Prompt: Pictures do not belong in the copy. Write out exactly the lines from the one containing "Every instance of the green motorcycle" through the end of the data.

● ● ●

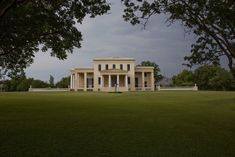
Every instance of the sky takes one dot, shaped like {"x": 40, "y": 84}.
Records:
{"x": 110, "y": 36}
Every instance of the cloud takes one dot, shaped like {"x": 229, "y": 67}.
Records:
{"x": 109, "y": 35}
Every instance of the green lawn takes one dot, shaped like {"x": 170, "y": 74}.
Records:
{"x": 151, "y": 124}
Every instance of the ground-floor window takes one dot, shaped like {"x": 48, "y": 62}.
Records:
{"x": 99, "y": 80}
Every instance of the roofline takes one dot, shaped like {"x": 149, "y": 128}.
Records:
{"x": 144, "y": 67}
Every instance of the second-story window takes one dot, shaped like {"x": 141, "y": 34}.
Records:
{"x": 128, "y": 67}
{"x": 121, "y": 66}
{"x": 99, "y": 67}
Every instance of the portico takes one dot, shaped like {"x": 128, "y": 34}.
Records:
{"x": 112, "y": 74}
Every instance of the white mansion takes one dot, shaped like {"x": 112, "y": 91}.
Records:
{"x": 112, "y": 74}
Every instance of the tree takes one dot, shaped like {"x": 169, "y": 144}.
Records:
{"x": 29, "y": 26}
{"x": 51, "y": 81}
{"x": 157, "y": 76}
{"x": 63, "y": 83}
{"x": 211, "y": 20}
{"x": 213, "y": 78}
{"x": 185, "y": 78}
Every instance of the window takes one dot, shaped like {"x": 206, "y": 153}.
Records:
{"x": 99, "y": 67}
{"x": 99, "y": 80}
{"x": 121, "y": 66}
{"x": 128, "y": 67}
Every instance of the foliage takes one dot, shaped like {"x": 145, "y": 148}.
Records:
{"x": 157, "y": 76}
{"x": 63, "y": 83}
{"x": 211, "y": 20}
{"x": 29, "y": 26}
{"x": 185, "y": 78}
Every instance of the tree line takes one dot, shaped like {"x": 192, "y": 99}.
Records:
{"x": 27, "y": 27}
{"x": 207, "y": 77}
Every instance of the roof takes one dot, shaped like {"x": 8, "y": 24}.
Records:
{"x": 114, "y": 59}
{"x": 114, "y": 71}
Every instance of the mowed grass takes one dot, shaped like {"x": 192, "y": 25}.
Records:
{"x": 138, "y": 124}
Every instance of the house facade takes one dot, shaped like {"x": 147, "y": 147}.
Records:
{"x": 113, "y": 74}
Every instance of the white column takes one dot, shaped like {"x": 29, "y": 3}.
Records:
{"x": 71, "y": 81}
{"x": 78, "y": 84}
{"x": 109, "y": 81}
{"x": 85, "y": 82}
{"x": 152, "y": 81}
{"x": 126, "y": 82}
{"x": 101, "y": 81}
{"x": 117, "y": 80}
{"x": 143, "y": 88}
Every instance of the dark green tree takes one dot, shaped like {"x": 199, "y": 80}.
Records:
{"x": 157, "y": 75}
{"x": 211, "y": 20}
{"x": 211, "y": 77}
{"x": 29, "y": 26}
{"x": 63, "y": 83}
{"x": 185, "y": 78}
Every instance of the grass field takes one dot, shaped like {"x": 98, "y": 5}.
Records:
{"x": 152, "y": 124}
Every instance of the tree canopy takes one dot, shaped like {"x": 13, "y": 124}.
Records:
{"x": 185, "y": 78}
{"x": 29, "y": 26}
{"x": 211, "y": 20}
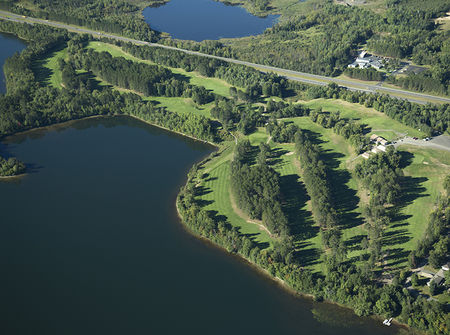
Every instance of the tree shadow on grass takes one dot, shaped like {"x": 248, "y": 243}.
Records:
{"x": 411, "y": 189}
{"x": 396, "y": 256}
{"x": 42, "y": 73}
{"x": 301, "y": 223}
{"x": 354, "y": 243}
{"x": 305, "y": 255}
{"x": 201, "y": 191}
{"x": 395, "y": 237}
{"x": 276, "y": 159}
{"x": 345, "y": 199}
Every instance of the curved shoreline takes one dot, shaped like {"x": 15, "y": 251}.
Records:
{"x": 275, "y": 280}
{"x": 278, "y": 281}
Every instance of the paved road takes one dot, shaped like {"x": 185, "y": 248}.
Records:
{"x": 289, "y": 74}
{"x": 441, "y": 142}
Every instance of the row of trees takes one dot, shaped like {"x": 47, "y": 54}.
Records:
{"x": 256, "y": 188}
{"x": 435, "y": 242}
{"x": 350, "y": 130}
{"x": 11, "y": 167}
{"x": 380, "y": 174}
{"x": 428, "y": 118}
{"x": 316, "y": 178}
{"x": 364, "y": 74}
{"x": 342, "y": 281}
{"x": 253, "y": 81}
{"x": 115, "y": 16}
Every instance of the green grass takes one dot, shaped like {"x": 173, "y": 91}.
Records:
{"x": 183, "y": 105}
{"x": 341, "y": 159}
{"x": 47, "y": 70}
{"x": 378, "y": 122}
{"x": 424, "y": 174}
{"x": 217, "y": 192}
{"x": 218, "y": 86}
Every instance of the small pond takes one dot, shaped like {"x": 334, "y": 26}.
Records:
{"x": 200, "y": 20}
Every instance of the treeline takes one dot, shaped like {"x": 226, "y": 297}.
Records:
{"x": 380, "y": 175}
{"x": 150, "y": 80}
{"x": 253, "y": 81}
{"x": 280, "y": 109}
{"x": 342, "y": 281}
{"x": 364, "y": 74}
{"x": 11, "y": 167}
{"x": 435, "y": 242}
{"x": 29, "y": 104}
{"x": 428, "y": 118}
{"x": 350, "y": 130}
{"x": 427, "y": 81}
{"x": 256, "y": 188}
{"x": 283, "y": 132}
{"x": 194, "y": 125}
{"x": 316, "y": 178}
{"x": 115, "y": 16}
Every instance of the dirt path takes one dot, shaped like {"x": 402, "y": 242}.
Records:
{"x": 242, "y": 215}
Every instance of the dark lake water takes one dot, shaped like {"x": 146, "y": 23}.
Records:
{"x": 90, "y": 244}
{"x": 200, "y": 20}
{"x": 9, "y": 46}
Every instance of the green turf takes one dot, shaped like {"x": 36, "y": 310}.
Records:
{"x": 183, "y": 105}
{"x": 47, "y": 70}
{"x": 216, "y": 85}
{"x": 217, "y": 192}
{"x": 378, "y": 122}
{"x": 424, "y": 177}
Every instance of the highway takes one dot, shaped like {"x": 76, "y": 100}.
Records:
{"x": 288, "y": 74}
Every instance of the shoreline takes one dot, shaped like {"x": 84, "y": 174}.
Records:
{"x": 68, "y": 122}
{"x": 280, "y": 282}
{"x": 275, "y": 280}
{"x": 13, "y": 177}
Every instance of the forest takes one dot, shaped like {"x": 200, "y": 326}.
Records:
{"x": 255, "y": 184}
{"x": 115, "y": 16}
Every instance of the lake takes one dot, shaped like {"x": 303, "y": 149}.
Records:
{"x": 200, "y": 20}
{"x": 90, "y": 243}
{"x": 9, "y": 46}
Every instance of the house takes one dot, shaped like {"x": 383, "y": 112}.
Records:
{"x": 366, "y": 155}
{"x": 364, "y": 61}
{"x": 381, "y": 148}
{"x": 426, "y": 273}
{"x": 438, "y": 278}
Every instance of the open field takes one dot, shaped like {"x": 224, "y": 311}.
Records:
{"x": 216, "y": 195}
{"x": 424, "y": 176}
{"x": 377, "y": 122}
{"x": 216, "y": 85}
{"x": 424, "y": 172}
{"x": 47, "y": 70}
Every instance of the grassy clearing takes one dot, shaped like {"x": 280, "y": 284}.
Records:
{"x": 424, "y": 176}
{"x": 340, "y": 158}
{"x": 378, "y": 122}
{"x": 47, "y": 70}
{"x": 218, "y": 86}
{"x": 215, "y": 194}
{"x": 183, "y": 105}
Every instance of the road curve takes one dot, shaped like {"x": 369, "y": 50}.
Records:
{"x": 288, "y": 74}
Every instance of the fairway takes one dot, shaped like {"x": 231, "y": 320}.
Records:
{"x": 379, "y": 123}
{"x": 216, "y": 192}
{"x": 215, "y": 85}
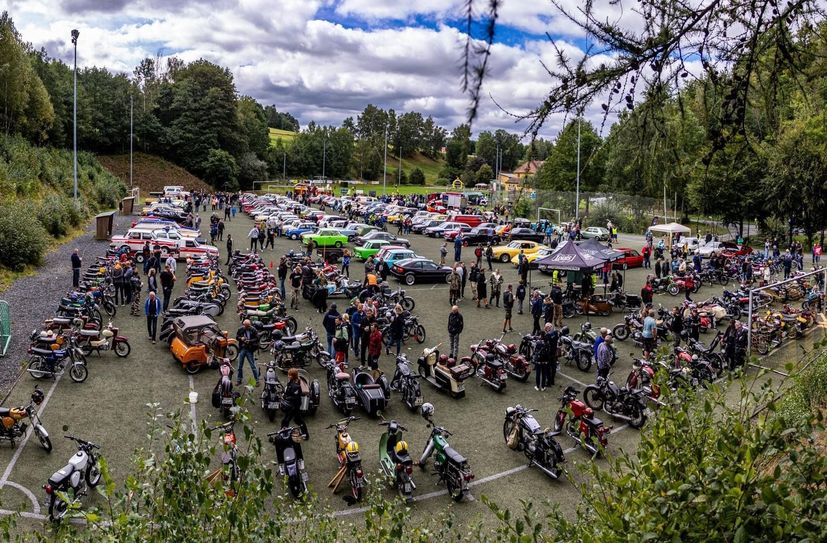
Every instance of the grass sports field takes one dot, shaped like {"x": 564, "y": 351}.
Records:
{"x": 111, "y": 407}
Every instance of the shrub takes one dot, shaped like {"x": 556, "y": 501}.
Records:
{"x": 22, "y": 237}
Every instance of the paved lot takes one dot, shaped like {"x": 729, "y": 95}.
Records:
{"x": 110, "y": 407}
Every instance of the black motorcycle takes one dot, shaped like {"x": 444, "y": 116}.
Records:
{"x": 620, "y": 403}
{"x": 340, "y": 388}
{"x": 406, "y": 383}
{"x": 523, "y": 433}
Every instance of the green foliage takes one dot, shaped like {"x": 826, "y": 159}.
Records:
{"x": 22, "y": 238}
{"x": 417, "y": 177}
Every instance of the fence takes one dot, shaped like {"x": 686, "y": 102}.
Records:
{"x": 5, "y": 327}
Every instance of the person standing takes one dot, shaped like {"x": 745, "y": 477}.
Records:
{"x": 455, "y": 326}
{"x": 76, "y": 265}
{"x": 508, "y": 305}
{"x": 521, "y": 292}
{"x": 152, "y": 308}
{"x": 454, "y": 284}
{"x": 605, "y": 355}
{"x": 253, "y": 235}
{"x": 247, "y": 338}
{"x": 167, "y": 283}
{"x": 292, "y": 401}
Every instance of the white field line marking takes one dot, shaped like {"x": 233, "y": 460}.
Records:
{"x": 484, "y": 480}
{"x": 29, "y": 494}
{"x": 22, "y": 444}
{"x": 193, "y": 415}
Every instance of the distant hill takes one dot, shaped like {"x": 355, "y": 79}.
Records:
{"x": 151, "y": 173}
{"x": 277, "y": 133}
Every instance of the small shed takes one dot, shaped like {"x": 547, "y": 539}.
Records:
{"x": 103, "y": 225}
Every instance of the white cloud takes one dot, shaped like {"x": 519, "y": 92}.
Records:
{"x": 280, "y": 53}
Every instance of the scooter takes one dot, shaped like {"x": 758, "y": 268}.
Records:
{"x": 350, "y": 462}
{"x": 273, "y": 391}
{"x": 582, "y": 425}
{"x": 13, "y": 427}
{"x": 81, "y": 473}
{"x": 451, "y": 467}
{"x": 395, "y": 461}
{"x": 443, "y": 372}
{"x": 290, "y": 459}
{"x": 104, "y": 340}
{"x": 406, "y": 382}
{"x": 523, "y": 433}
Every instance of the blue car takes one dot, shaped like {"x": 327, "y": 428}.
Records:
{"x": 303, "y": 228}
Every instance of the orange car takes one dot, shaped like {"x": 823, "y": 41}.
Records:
{"x": 196, "y": 341}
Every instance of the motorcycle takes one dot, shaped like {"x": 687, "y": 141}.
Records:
{"x": 81, "y": 473}
{"x": 52, "y": 362}
{"x": 621, "y": 403}
{"x": 350, "y": 462}
{"x": 523, "y": 433}
{"x": 487, "y": 367}
{"x": 106, "y": 339}
{"x": 371, "y": 393}
{"x": 14, "y": 428}
{"x": 272, "y": 393}
{"x": 340, "y": 388}
{"x": 290, "y": 459}
{"x": 443, "y": 372}
{"x": 395, "y": 461}
{"x": 451, "y": 467}
{"x": 581, "y": 425}
{"x": 406, "y": 382}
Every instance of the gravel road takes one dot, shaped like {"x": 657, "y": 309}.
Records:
{"x": 34, "y": 298}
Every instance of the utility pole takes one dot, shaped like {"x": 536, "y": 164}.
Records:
{"x": 577, "y": 189}
{"x": 75, "y": 35}
{"x": 130, "y": 139}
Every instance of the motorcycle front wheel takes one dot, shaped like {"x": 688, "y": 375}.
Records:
{"x": 122, "y": 349}
{"x": 78, "y": 372}
{"x": 594, "y": 397}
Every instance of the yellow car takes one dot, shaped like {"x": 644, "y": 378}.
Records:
{"x": 531, "y": 258}
{"x": 504, "y": 253}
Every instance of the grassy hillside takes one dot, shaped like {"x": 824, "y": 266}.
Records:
{"x": 276, "y": 134}
{"x": 151, "y": 173}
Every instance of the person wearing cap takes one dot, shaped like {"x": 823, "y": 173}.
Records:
{"x": 605, "y": 357}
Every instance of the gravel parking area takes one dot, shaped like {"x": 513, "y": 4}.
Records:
{"x": 34, "y": 298}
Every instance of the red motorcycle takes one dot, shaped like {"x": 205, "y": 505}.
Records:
{"x": 514, "y": 363}
{"x": 487, "y": 367}
{"x": 582, "y": 425}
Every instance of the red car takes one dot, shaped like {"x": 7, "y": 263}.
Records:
{"x": 631, "y": 259}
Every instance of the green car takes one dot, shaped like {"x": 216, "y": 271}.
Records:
{"x": 370, "y": 248}
{"x": 326, "y": 237}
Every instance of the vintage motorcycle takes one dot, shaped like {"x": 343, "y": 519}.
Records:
{"x": 443, "y": 372}
{"x": 290, "y": 459}
{"x": 451, "y": 467}
{"x": 14, "y": 428}
{"x": 407, "y": 383}
{"x": 621, "y": 403}
{"x": 579, "y": 422}
{"x": 522, "y": 432}
{"x": 395, "y": 461}
{"x": 350, "y": 462}
{"x": 74, "y": 479}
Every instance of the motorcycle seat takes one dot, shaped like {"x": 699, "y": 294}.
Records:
{"x": 454, "y": 456}
{"x": 61, "y": 475}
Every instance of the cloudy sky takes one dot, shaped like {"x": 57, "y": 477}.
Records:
{"x": 322, "y": 60}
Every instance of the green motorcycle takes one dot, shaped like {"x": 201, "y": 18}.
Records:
{"x": 451, "y": 467}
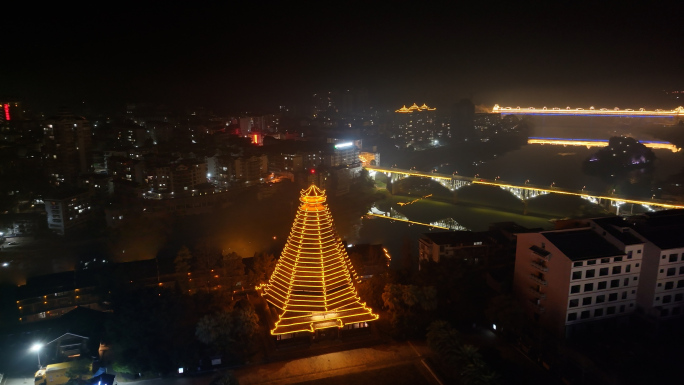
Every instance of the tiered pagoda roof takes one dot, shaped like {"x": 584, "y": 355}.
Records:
{"x": 314, "y": 281}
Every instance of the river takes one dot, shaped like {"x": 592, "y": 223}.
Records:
{"x": 540, "y": 164}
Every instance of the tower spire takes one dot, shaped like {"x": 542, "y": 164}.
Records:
{"x": 314, "y": 281}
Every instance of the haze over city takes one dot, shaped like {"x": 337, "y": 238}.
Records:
{"x": 259, "y": 55}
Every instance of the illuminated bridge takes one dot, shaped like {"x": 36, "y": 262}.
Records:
{"x": 522, "y": 192}
{"x": 591, "y": 111}
{"x": 654, "y": 144}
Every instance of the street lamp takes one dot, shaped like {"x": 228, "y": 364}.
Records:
{"x": 36, "y": 348}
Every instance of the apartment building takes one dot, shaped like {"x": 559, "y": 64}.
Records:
{"x": 661, "y": 292}
{"x": 566, "y": 279}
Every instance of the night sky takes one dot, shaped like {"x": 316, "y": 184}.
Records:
{"x": 259, "y": 55}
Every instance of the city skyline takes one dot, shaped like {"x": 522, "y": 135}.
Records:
{"x": 251, "y": 57}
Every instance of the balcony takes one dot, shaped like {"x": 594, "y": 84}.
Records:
{"x": 543, "y": 253}
{"x": 539, "y": 266}
{"x": 538, "y": 293}
{"x": 538, "y": 279}
{"x": 539, "y": 308}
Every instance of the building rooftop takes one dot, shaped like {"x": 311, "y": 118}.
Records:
{"x": 663, "y": 228}
{"x": 457, "y": 237}
{"x": 582, "y": 244}
{"x": 616, "y": 227}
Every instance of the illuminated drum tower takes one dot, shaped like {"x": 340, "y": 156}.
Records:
{"x": 313, "y": 282}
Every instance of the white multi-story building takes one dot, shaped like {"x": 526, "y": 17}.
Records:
{"x": 614, "y": 266}
{"x": 661, "y": 292}
{"x": 68, "y": 211}
{"x": 567, "y": 278}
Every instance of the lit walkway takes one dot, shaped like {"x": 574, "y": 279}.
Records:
{"x": 336, "y": 364}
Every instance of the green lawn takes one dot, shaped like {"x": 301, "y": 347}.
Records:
{"x": 396, "y": 375}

● ● ●

Exercise solution:
Every instance of the green motorcycle takes one dot, shaped like {"x": 201, "y": 18}.
Records:
{"x": 451, "y": 467}
Every instance of the tiered pagoda roof takes one dot, shaped like {"x": 584, "y": 355}.
Records:
{"x": 314, "y": 281}
Every instance of the river takes one dot, shaped like {"x": 592, "y": 223}.
Records:
{"x": 540, "y": 164}
Every instance of the tower spire takes one dot, shaped like {"x": 542, "y": 164}.
Records:
{"x": 314, "y": 281}
Every instance of the haze over city takes one dot, shaped like {"x": 337, "y": 238}.
Records:
{"x": 259, "y": 55}
Every instance of the illuminated bridge takes one dot, shaped like {"x": 36, "y": 262}.
Records:
{"x": 522, "y": 192}
{"x": 591, "y": 111}
{"x": 654, "y": 144}
Every instance of the street lamp takes one dot, shaped like {"x": 228, "y": 364}.
Records:
{"x": 36, "y": 348}
Every instance of the apartment building takes one dot, shaped like {"x": 559, "y": 64}.
Records:
{"x": 661, "y": 292}
{"x": 566, "y": 279}
Every instance of the night sky takes one dot, shaped like {"x": 316, "y": 184}.
Records:
{"x": 259, "y": 55}
Every instance of the city skyline takes one dot, shaped like {"x": 522, "y": 135}.
Records:
{"x": 251, "y": 57}
Every instance of the balcony takes one dot, shaped like {"x": 594, "y": 84}.
Records:
{"x": 543, "y": 253}
{"x": 539, "y": 266}
{"x": 538, "y": 293}
{"x": 538, "y": 279}
{"x": 539, "y": 308}
Every instance of the building rooftop takes one dot, shaped like {"x": 311, "y": 118}.
Records:
{"x": 663, "y": 228}
{"x": 457, "y": 237}
{"x": 582, "y": 244}
{"x": 616, "y": 227}
Every instance of the illuminated drum tower takes one dot, shaped like {"x": 340, "y": 156}.
Records:
{"x": 313, "y": 282}
Every instance of the white multi-story building takes one dot, shaped like {"x": 526, "y": 17}.
Records:
{"x": 614, "y": 266}
{"x": 661, "y": 292}
{"x": 68, "y": 211}
{"x": 567, "y": 278}
Every instance of the lit walkway takes one dot, shaped like {"x": 574, "y": 279}.
Records:
{"x": 336, "y": 364}
Every instance of the green lawn takes one dot, shaped like {"x": 301, "y": 347}.
Records:
{"x": 396, "y": 375}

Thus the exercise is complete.